[Work request] Write out the passage of the biosafety text below that runs between "Generally, biosafety involves" and "known as biosecurity.", inclusive, without changing any of its wording.

Direct exposure to infectious agents in an enclosed laboratory can cause infections, which may be fatal in some cases. Biosafety is a protection measure adopted by scientists to counter the outcome of accidental infections in a laboratory. The adequate safety measures observed not only protect the scientist themselves but also the general public in cases of severe uncontrollable outbreaks.
The severity of an infection outbreak may range from mild or severe depending on the microorganisms under study. Biosafety levels are designed to contain the outbreak of infections. Appropriate action may involve implementation of one or more of the four levels of biosafety protection.
Biosafety Level 3
This safety level is often implemented in laboratories that are reserved for examining rare microbes such as tuberculosis, typhus, bubonic plague, or the Rocky Mountain spotted fever. Nevertheless, such laboratories may also be designated as research centers for viruses like the H5N1 virus, avian flu virus, and the flu virus.
Features of a Biosafety Level 3 Lab
Biosafety Level 3 labs were designed with the risk of the highly infectious and deadly nature of the microbes under study in these labs in mind. These state-of-the-art laboratories are designed to prevent the microbes under study from escaping outside with airtight and hermetically sealed enclosures.
Lab workers dress in special lab suits that include gloves and facial protective gear. Despite adequate training to handle microorganisms, lab workers must work under a scientist or a trained technician whose role may include biosafety consulting. The workstations of workers in a level 3 laboratories are designed to offer them extra protection from accidental exposure.
U.S. Biosafety Level 3 labs
Nearly half of all BSL-3 labs located in the United States are associated with universities. Notable among them include the Center for Disease Control and Prevention, the National Institutes of Health, and the U.S. Army Medical Research Institute of Infectious Diseases.
Biosafety is related to a wide range of fields including ecology, agriculture, medicine, chemistry, exobiology, and synthetic biology. Although the term is mostly associated with the agricultural and medical field, many experts believe that its scope should be expanded to include post-genetic threats, artificial life forms, robotics, and anything that would have direct impact on the natural food chain.
Generally, biosafety involves the application of certain precautionary principles and focus on the biological nature of threatened organisms. The increased need to address the complex issues involved in biosafety have led to the development of a new field known as biosecurity.

[Records shown]
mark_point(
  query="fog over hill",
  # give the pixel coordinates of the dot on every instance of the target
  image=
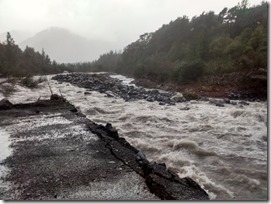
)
(17, 35)
(65, 46)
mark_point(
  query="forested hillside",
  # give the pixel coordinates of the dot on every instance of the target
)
(189, 50)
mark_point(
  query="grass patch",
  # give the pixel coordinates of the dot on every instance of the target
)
(30, 82)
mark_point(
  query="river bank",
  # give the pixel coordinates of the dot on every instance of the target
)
(58, 154)
(220, 145)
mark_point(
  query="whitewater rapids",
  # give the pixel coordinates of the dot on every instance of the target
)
(224, 149)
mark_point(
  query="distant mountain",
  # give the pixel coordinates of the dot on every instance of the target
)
(17, 35)
(64, 46)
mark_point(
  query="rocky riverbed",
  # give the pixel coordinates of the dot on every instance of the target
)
(113, 87)
(58, 154)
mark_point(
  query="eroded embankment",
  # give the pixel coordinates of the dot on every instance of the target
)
(60, 154)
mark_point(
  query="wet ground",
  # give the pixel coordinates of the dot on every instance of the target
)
(58, 154)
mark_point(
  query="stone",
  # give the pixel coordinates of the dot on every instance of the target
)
(5, 104)
(178, 98)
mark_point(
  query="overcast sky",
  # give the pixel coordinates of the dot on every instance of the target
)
(119, 21)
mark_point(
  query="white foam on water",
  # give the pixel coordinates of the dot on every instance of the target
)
(209, 143)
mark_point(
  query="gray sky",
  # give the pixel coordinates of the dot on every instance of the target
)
(111, 20)
(116, 23)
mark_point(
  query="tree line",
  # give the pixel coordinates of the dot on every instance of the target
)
(185, 50)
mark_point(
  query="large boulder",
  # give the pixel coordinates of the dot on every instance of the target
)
(5, 104)
(178, 98)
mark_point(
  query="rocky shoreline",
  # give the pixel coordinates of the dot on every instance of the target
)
(67, 166)
(113, 87)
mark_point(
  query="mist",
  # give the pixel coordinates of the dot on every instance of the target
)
(101, 24)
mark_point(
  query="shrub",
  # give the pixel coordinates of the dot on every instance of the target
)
(190, 72)
(30, 82)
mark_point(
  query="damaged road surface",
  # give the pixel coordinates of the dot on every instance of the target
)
(59, 154)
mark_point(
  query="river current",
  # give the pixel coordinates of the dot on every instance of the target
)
(224, 149)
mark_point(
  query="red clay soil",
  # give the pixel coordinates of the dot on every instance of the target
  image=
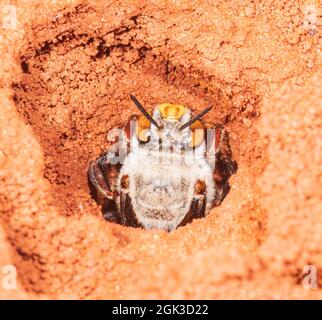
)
(66, 74)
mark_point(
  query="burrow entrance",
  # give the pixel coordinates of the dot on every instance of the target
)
(75, 86)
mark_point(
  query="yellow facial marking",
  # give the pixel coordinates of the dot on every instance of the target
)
(172, 112)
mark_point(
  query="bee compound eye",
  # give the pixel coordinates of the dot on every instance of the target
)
(197, 134)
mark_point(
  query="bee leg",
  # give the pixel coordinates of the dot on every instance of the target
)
(126, 210)
(102, 176)
(219, 156)
(198, 204)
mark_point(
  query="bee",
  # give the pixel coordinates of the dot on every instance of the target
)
(165, 170)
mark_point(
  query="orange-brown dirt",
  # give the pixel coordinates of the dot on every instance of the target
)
(66, 73)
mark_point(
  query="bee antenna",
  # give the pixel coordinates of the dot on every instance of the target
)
(145, 113)
(195, 118)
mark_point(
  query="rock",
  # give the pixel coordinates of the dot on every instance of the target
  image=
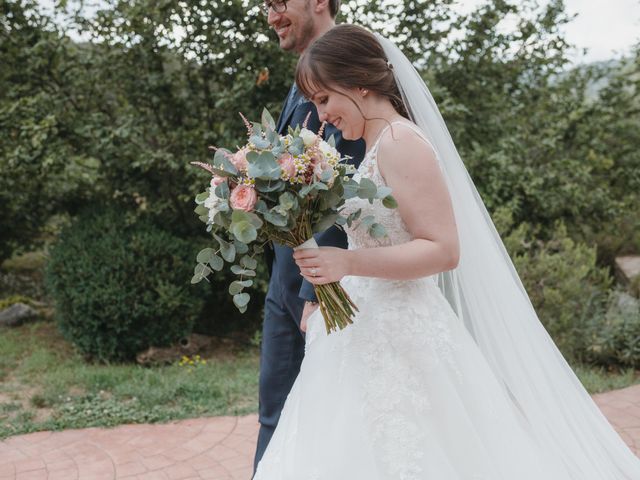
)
(17, 314)
(628, 267)
(194, 343)
(628, 272)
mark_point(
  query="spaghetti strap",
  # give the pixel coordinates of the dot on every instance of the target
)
(374, 149)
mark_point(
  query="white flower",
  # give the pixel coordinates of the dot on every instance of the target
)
(308, 137)
(329, 152)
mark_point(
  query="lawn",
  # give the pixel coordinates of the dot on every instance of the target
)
(45, 385)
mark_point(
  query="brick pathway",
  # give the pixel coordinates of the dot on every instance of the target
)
(219, 448)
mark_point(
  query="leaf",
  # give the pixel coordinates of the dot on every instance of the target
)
(205, 255)
(264, 167)
(201, 197)
(276, 219)
(238, 270)
(288, 201)
(241, 248)
(350, 189)
(222, 191)
(241, 300)
(202, 270)
(389, 202)
(216, 263)
(267, 120)
(267, 186)
(235, 288)
(221, 161)
(325, 223)
(244, 231)
(227, 250)
(248, 262)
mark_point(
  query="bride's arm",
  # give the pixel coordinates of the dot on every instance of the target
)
(410, 168)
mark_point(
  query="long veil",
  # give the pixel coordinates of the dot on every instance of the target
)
(487, 294)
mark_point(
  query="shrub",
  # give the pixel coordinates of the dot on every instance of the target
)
(561, 276)
(614, 336)
(119, 286)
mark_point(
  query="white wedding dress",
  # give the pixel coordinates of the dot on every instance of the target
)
(404, 393)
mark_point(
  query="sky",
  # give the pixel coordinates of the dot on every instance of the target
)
(607, 28)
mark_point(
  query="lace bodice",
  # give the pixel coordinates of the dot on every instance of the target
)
(397, 231)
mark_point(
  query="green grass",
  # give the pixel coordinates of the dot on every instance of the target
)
(45, 385)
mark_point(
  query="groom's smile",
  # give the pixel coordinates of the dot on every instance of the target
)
(294, 26)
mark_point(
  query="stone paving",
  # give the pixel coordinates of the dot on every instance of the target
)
(219, 448)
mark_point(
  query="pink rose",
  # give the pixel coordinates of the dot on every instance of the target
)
(288, 165)
(216, 180)
(243, 197)
(239, 159)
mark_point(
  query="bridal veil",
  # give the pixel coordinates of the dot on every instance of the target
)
(488, 296)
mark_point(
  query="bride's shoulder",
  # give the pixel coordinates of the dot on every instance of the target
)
(404, 144)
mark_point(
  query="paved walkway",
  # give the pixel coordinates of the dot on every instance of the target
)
(219, 448)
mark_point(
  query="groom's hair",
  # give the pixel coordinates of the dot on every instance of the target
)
(334, 8)
(347, 57)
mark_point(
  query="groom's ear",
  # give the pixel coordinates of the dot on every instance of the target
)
(322, 6)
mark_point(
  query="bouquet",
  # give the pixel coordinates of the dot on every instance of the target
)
(280, 188)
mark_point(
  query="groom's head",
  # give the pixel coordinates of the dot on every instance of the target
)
(299, 22)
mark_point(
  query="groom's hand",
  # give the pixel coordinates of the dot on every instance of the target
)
(309, 308)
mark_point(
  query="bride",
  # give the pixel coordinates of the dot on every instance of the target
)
(446, 372)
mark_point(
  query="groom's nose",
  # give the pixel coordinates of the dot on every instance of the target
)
(273, 17)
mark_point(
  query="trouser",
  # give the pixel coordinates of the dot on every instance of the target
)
(281, 354)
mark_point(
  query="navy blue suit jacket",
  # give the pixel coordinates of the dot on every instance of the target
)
(280, 258)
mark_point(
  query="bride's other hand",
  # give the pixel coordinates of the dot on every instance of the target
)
(323, 265)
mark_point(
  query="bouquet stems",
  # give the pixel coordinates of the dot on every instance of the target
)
(336, 306)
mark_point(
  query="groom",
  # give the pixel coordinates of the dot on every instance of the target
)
(290, 299)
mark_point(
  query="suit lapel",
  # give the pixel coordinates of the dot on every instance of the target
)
(293, 100)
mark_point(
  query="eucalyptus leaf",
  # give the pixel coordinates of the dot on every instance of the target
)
(248, 262)
(267, 120)
(244, 231)
(241, 248)
(389, 202)
(238, 270)
(216, 263)
(241, 300)
(205, 255)
(235, 288)
(227, 250)
(202, 270)
(275, 219)
(325, 223)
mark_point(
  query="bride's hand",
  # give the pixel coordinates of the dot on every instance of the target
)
(322, 265)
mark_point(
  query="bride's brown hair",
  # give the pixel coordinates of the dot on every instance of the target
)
(348, 56)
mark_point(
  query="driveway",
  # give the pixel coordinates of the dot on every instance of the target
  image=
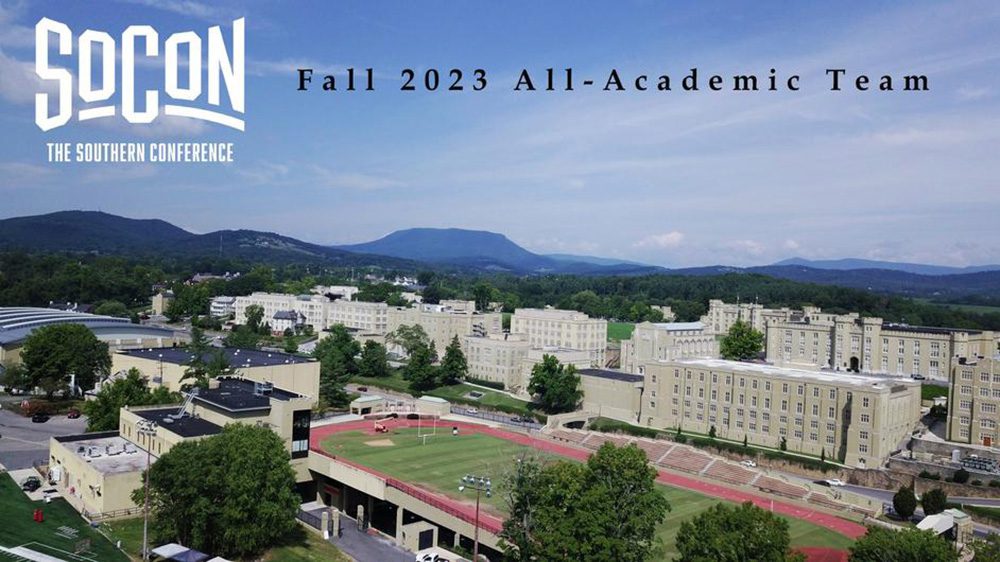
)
(22, 442)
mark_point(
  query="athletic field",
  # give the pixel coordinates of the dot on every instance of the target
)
(439, 462)
(60, 535)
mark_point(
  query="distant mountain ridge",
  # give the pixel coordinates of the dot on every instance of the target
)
(468, 251)
(857, 263)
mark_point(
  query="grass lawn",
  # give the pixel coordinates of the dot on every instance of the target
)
(618, 331)
(932, 391)
(440, 464)
(302, 546)
(19, 529)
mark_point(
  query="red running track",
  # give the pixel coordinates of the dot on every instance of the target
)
(847, 528)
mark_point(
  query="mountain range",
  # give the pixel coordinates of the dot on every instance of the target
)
(454, 249)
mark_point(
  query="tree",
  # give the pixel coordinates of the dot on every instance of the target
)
(132, 390)
(904, 502)
(231, 494)
(52, 353)
(408, 337)
(727, 533)
(742, 343)
(555, 386)
(255, 318)
(453, 367)
(419, 369)
(337, 364)
(907, 545)
(374, 360)
(606, 509)
(934, 501)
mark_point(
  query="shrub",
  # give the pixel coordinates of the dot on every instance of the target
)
(483, 382)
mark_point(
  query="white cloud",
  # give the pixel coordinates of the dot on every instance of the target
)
(666, 240)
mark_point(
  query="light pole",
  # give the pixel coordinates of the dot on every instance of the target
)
(146, 428)
(480, 485)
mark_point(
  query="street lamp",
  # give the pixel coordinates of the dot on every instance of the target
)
(479, 484)
(146, 428)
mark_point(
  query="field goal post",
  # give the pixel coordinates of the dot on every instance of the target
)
(420, 428)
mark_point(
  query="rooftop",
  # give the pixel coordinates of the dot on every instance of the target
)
(237, 357)
(825, 376)
(17, 323)
(613, 375)
(106, 452)
(186, 426)
(243, 395)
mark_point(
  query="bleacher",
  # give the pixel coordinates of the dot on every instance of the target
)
(687, 459)
(780, 487)
(731, 473)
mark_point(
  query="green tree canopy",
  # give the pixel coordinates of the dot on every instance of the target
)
(408, 337)
(907, 545)
(556, 387)
(419, 370)
(904, 502)
(374, 360)
(726, 533)
(934, 501)
(131, 390)
(52, 353)
(454, 366)
(606, 509)
(232, 494)
(337, 364)
(742, 343)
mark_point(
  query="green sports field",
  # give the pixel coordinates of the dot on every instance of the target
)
(444, 459)
(57, 536)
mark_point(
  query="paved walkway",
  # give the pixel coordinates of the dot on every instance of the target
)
(847, 528)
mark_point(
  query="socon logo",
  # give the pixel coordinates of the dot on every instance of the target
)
(222, 67)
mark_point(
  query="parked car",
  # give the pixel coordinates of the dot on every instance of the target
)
(31, 484)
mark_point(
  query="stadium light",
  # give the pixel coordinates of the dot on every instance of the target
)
(480, 484)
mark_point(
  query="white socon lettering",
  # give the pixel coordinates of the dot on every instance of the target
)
(45, 121)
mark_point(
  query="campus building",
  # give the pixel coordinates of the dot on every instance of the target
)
(721, 316)
(568, 329)
(973, 401)
(851, 342)
(666, 341)
(17, 323)
(166, 366)
(857, 419)
(445, 321)
(97, 472)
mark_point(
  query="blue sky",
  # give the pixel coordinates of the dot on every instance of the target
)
(675, 179)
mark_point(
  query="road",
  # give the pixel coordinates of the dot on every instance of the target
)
(22, 441)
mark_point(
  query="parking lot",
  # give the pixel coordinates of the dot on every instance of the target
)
(23, 442)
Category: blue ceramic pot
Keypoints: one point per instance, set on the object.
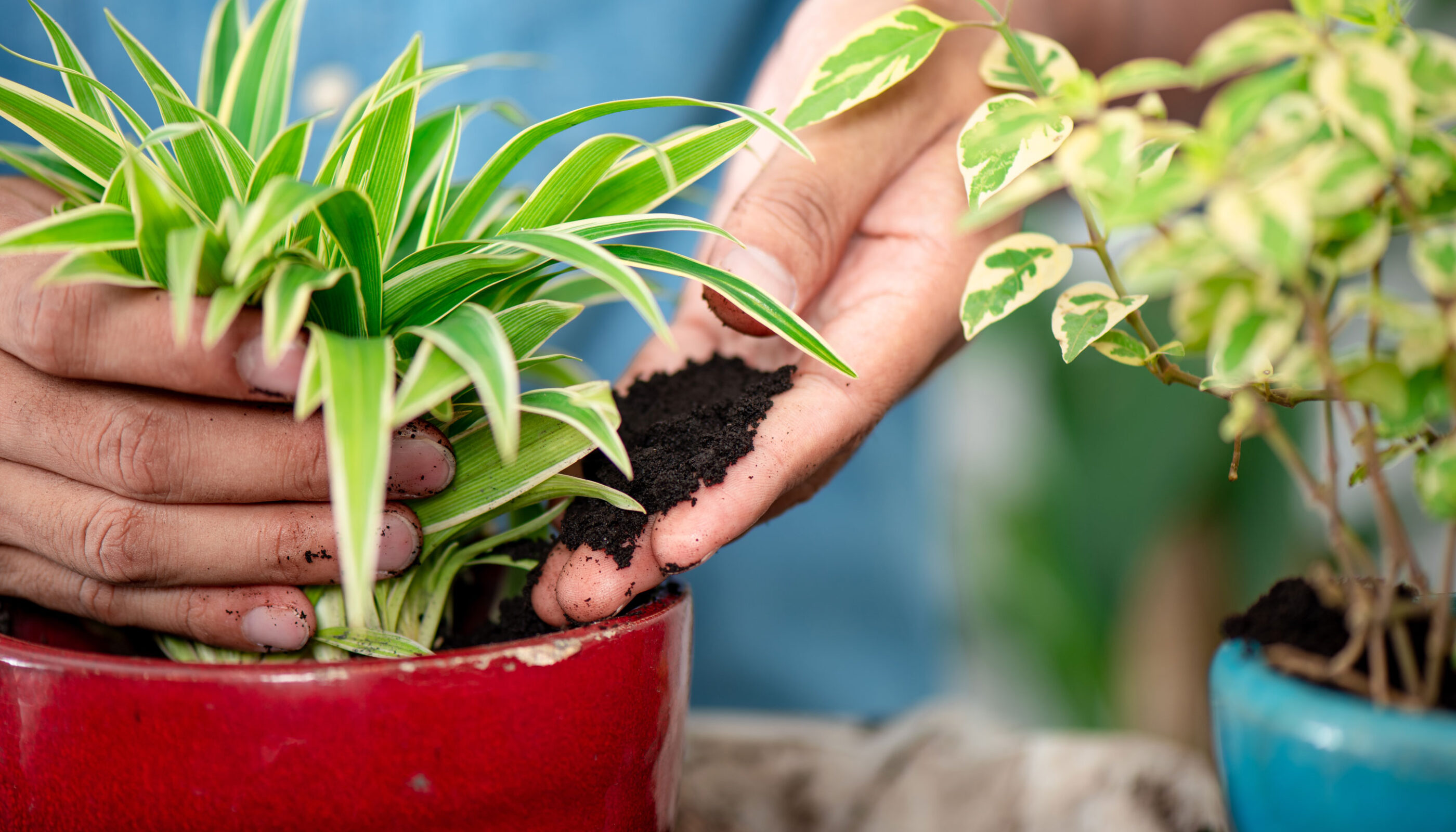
(1296, 757)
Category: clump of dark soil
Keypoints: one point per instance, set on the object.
(1292, 614)
(682, 432)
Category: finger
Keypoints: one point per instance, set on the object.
(171, 449)
(797, 216)
(254, 618)
(543, 595)
(124, 541)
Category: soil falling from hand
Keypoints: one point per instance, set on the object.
(682, 432)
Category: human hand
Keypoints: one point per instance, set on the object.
(130, 499)
(863, 245)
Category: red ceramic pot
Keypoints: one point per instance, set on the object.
(580, 731)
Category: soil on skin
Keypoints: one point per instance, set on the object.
(682, 432)
(1291, 614)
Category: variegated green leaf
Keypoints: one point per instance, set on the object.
(89, 228)
(589, 408)
(357, 382)
(1142, 75)
(1049, 60)
(255, 98)
(286, 304)
(475, 340)
(373, 643)
(1369, 89)
(484, 482)
(84, 97)
(77, 139)
(1250, 43)
(746, 296)
(1002, 139)
(1009, 275)
(1037, 183)
(1087, 313)
(1433, 258)
(225, 35)
(871, 60)
(1433, 73)
(1270, 229)
(1122, 347)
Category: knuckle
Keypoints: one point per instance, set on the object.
(115, 544)
(135, 451)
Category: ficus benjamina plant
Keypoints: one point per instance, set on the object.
(1266, 225)
(423, 293)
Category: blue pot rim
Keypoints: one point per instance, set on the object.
(1245, 688)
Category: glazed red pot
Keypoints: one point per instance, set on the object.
(577, 732)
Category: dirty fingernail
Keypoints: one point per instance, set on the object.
(421, 462)
(765, 271)
(398, 544)
(280, 379)
(276, 627)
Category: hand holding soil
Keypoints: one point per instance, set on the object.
(127, 499)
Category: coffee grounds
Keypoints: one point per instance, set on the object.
(1292, 614)
(682, 432)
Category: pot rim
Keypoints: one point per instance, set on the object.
(535, 652)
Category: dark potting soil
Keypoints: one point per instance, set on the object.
(1292, 614)
(682, 432)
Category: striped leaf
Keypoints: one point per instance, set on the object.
(283, 158)
(286, 304)
(186, 248)
(357, 384)
(570, 183)
(255, 99)
(476, 194)
(373, 643)
(84, 97)
(603, 264)
(638, 183)
(76, 137)
(201, 162)
(1142, 75)
(474, 339)
(1002, 139)
(589, 408)
(746, 296)
(225, 35)
(484, 482)
(871, 60)
(1049, 60)
(1253, 41)
(85, 229)
(1087, 313)
(1009, 275)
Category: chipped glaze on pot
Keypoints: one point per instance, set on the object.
(1295, 757)
(568, 732)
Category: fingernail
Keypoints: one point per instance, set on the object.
(398, 544)
(276, 627)
(765, 271)
(421, 462)
(280, 379)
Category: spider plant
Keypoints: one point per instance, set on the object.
(421, 296)
(1269, 226)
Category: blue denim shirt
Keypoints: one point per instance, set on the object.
(841, 605)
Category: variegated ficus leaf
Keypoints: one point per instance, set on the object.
(1250, 43)
(1087, 313)
(1004, 137)
(871, 60)
(1049, 62)
(1009, 275)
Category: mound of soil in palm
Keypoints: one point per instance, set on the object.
(682, 432)
(1292, 614)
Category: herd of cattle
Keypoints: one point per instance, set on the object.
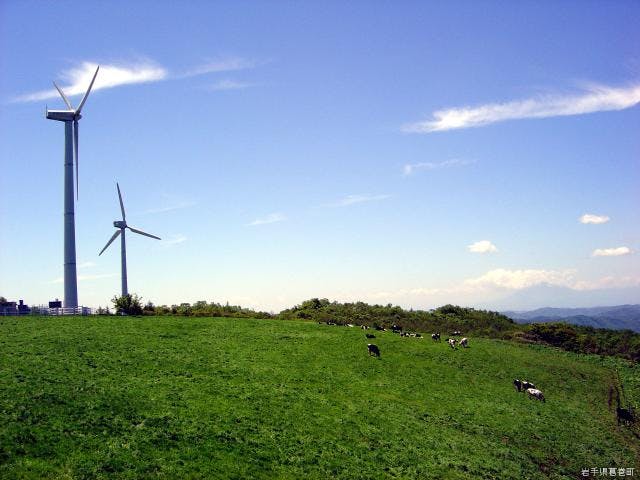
(374, 350)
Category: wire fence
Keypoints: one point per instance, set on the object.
(44, 310)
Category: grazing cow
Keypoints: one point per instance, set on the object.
(625, 415)
(527, 385)
(535, 393)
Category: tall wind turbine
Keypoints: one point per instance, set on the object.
(121, 225)
(70, 118)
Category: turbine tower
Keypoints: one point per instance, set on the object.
(70, 118)
(121, 225)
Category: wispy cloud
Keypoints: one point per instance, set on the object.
(595, 219)
(595, 98)
(354, 199)
(518, 279)
(174, 239)
(175, 206)
(271, 218)
(483, 246)
(410, 168)
(224, 64)
(230, 85)
(76, 80)
(611, 252)
(85, 278)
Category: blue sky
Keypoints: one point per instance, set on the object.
(417, 153)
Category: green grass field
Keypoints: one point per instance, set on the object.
(175, 398)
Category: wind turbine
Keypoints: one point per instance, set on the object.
(121, 225)
(70, 118)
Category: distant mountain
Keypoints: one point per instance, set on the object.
(620, 317)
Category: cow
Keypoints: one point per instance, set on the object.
(625, 415)
(535, 393)
(527, 385)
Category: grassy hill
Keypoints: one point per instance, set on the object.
(175, 397)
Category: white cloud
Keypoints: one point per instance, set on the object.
(611, 252)
(595, 219)
(409, 168)
(226, 64)
(271, 218)
(175, 206)
(518, 279)
(76, 80)
(595, 98)
(174, 239)
(230, 85)
(353, 199)
(483, 246)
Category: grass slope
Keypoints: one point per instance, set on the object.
(230, 398)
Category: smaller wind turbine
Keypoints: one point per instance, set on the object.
(121, 225)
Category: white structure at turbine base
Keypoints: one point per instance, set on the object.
(70, 118)
(121, 225)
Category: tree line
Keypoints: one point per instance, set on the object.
(445, 319)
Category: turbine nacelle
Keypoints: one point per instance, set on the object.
(63, 115)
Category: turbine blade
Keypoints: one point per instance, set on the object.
(75, 153)
(64, 97)
(143, 233)
(124, 217)
(84, 99)
(115, 235)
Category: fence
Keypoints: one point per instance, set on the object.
(44, 310)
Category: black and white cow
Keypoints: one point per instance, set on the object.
(373, 349)
(535, 393)
(527, 385)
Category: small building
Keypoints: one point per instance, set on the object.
(8, 308)
(55, 303)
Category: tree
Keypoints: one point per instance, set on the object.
(127, 304)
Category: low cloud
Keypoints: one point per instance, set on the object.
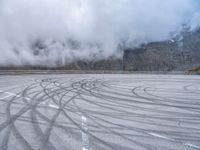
(55, 32)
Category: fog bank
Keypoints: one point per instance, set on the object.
(55, 32)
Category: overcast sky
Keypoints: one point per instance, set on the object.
(98, 25)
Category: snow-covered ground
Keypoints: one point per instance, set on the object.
(96, 112)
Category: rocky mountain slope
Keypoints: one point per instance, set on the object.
(180, 53)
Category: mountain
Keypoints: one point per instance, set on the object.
(180, 53)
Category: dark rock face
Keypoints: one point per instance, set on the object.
(181, 53)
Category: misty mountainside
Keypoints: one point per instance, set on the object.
(181, 53)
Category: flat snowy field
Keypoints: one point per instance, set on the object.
(100, 112)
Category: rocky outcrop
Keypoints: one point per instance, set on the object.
(180, 53)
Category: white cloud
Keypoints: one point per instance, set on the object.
(98, 25)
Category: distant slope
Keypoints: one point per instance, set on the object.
(181, 53)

[Completed task]
Generally, biosafety involves the application of certain precautionary principles and focus on the biological nature of threatened organisms. The increased need to address the complex issues involved in biosafety have led to the development of a new field known as biosecurity.